• Objectif 1
Transcris le passage du texte sur l'expression artistique qui va de "Avertissement: Il ne" jusqu'à "velléité de réduction." inclus.
• Objectif 2
Filtre les lignes : garde seulement celles qui contiennent le mot "dark", et recopie-les.

• Document source
========================================

Aphorismes de l'expression artistique

L'artiste est celui qui ne veut pas abandonner ses possibles; et qui les cultive. L'œuvre en est la moisson.


"On est artiste à condition de ressentir comme contenu, comme la chose même, ce que les non-artistes appellent forme" Nietzsche, FP, XIV

 

"L'effet des œuvres d'art est de susciter l'état dans lequel on crée de l'art: l'ivresse" Nietzsche, FP, XIV

mardi 16 février 2021

Fonction eidétique de l'artiste

Avertissement: Il ne s'agit bien évidemment pas ici d'une tentative de définition de l'art. Je n'ai nulle prétention à réduire l'art à mes points de vue actuels (et j'espère être à même d'en subsumer bien d'autres encore au long de ma vie). Je ne fais ici qu'exprimer une certaine perspective prise sur l'art, perspective personnelle mais que j'ai eu aussi l'impression de retrouver chez des artistes m'étant chers. L'art, est bien d'autres choses que l'angle par lequel il est abordé ici. Nulle velléité d'autorité, nulle velléité de réduction.

 

Saisir une fonction eidétique  statique

 Ce qu'on veut transmettre à travers l'écriture, c'est sa propre essence, c'est à dire la fonction qui nous définit en tant qu'être qui digère et transforme des altérités pour perdurer dans son essence. L'expression de cette fonction est, en droit, impossible à donner sous un quelconque produit de l'art ou de la réflexion. L'expression de cette fonction est un enchevêtrement causal opaque et indéfini, ce qu'Aristote pourrait appeler cause formelle et cause finale. Elle n'est pas donnée telle quelle dans l'action de l'être qui en est la réalisation en acte, à travers chaque acte de cet être ne se donnent que les résultats de sa fonction eidétique. Prenons une analogie mathématique: l'expression d'une fonction mathématique ne peut être donnée par ses résultats puisqu'une fonction n'est pas une valeur et inclut notamment des variables. La variable illustre et signifie le rôle de morphogenèse de la fonction: cette dernière prend en paramètre une valeur (un être) pour lui appliquer des opérations qui produiront un résultat. Autrement dit la fonction est un processus de transformation et de mise en forme (mise en ordre) du monde.

========================================

• Données à traiter
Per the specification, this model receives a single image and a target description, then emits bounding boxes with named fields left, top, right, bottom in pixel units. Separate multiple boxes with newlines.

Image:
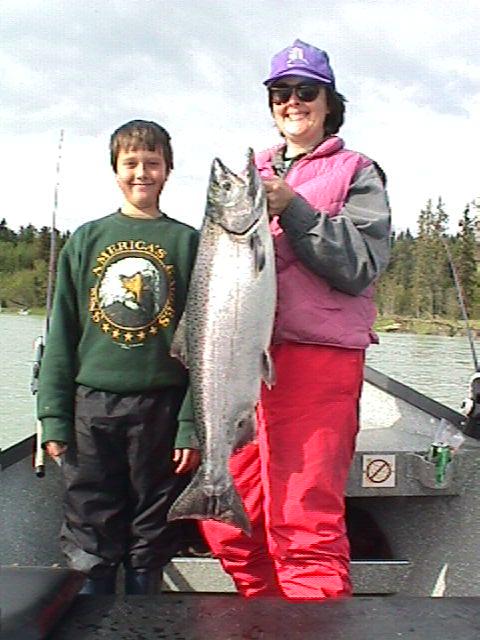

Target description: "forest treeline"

left=0, top=198, right=480, bottom=320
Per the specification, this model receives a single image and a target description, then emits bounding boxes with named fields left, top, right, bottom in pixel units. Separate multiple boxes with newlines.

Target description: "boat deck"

left=51, top=594, right=480, bottom=640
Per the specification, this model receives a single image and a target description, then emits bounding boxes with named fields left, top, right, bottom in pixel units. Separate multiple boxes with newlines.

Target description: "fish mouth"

left=207, top=149, right=266, bottom=235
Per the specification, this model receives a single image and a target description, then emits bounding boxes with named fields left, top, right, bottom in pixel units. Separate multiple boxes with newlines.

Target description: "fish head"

left=206, top=149, right=266, bottom=235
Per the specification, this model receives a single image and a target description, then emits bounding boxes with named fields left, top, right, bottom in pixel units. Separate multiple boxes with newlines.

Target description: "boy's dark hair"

left=268, top=85, right=347, bottom=136
left=110, top=120, right=173, bottom=173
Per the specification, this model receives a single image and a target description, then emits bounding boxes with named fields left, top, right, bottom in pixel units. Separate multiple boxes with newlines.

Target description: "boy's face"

left=116, top=147, right=168, bottom=212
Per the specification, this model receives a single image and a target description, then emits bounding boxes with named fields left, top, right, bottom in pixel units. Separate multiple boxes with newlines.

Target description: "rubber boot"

left=78, top=569, right=117, bottom=596
left=125, top=568, right=163, bottom=596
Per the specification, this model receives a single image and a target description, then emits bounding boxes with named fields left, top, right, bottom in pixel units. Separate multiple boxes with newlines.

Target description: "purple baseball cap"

left=263, top=38, right=335, bottom=87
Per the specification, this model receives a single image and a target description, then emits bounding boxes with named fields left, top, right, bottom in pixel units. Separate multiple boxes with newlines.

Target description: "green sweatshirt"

left=38, top=212, right=198, bottom=448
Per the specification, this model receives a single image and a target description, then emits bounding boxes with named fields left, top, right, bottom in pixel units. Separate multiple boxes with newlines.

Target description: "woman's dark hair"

left=268, top=85, right=347, bottom=136
left=324, top=87, right=347, bottom=136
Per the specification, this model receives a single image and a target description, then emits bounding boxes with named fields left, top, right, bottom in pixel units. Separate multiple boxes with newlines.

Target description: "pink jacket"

left=256, top=136, right=390, bottom=349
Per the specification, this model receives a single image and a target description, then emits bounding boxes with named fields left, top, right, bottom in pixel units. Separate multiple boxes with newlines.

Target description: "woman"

left=202, top=40, right=390, bottom=599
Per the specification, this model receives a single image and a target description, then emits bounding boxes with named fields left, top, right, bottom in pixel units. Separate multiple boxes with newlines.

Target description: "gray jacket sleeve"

left=280, top=165, right=390, bottom=295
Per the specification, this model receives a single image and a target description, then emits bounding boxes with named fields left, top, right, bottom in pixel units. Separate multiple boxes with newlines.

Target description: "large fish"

left=169, top=149, right=276, bottom=533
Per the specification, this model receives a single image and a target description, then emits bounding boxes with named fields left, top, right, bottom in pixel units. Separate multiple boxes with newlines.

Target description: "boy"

left=38, top=120, right=199, bottom=594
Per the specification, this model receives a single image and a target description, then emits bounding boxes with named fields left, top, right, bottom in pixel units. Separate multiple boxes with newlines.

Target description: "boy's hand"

left=173, top=449, right=200, bottom=474
left=45, top=440, right=67, bottom=460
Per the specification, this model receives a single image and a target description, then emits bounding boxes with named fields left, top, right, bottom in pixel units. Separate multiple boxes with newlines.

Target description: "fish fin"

left=250, top=232, right=266, bottom=273
left=262, top=351, right=276, bottom=389
left=234, top=413, right=257, bottom=450
left=167, top=467, right=251, bottom=535
left=170, top=313, right=188, bottom=369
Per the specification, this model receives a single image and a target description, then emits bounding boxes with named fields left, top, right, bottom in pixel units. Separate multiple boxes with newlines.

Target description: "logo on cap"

left=287, top=47, right=308, bottom=67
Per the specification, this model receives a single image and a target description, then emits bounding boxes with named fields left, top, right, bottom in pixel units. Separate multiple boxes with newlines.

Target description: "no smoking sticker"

left=362, top=453, right=396, bottom=487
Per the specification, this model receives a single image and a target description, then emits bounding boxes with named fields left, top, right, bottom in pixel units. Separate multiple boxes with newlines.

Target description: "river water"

left=0, top=313, right=480, bottom=448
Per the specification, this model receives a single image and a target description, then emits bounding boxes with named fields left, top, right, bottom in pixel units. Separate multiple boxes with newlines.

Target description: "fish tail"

left=167, top=471, right=251, bottom=535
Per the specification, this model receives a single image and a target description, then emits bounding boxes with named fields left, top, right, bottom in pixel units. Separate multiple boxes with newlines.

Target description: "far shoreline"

left=0, top=307, right=480, bottom=338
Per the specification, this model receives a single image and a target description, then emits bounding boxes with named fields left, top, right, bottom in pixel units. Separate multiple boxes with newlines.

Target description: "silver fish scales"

left=169, top=149, right=276, bottom=533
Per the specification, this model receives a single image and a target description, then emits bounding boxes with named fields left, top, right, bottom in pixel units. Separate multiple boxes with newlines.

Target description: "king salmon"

left=169, top=149, right=276, bottom=533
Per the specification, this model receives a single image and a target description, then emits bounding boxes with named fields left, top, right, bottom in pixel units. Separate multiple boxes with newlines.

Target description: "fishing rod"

========================================

• Réponse 1
Avertissement: Il ne s'agit bien évidemment pas ici d'une tentative de définition de l'art. Je n'ai nulle prétention à réduire l'art à mes points de vue actuels (et j'espère être à même d'en subsumer bien d'autres encore au long de ma vie). Je ne fais ici qu'exprimer une certaine perspective prise sur l'art, perspective personnelle mais que j'ai eu aussi l'impression de retrouver chez des artistes m'étant chers. L'art, est bien d'autres choses que l'angle par lequel il est abordé ici. Nulle velléité d'autorité, nulle velléité de réduction.

• Réponse 2
Target description: "boy's dark hair"
Target description: "woman's dark hair"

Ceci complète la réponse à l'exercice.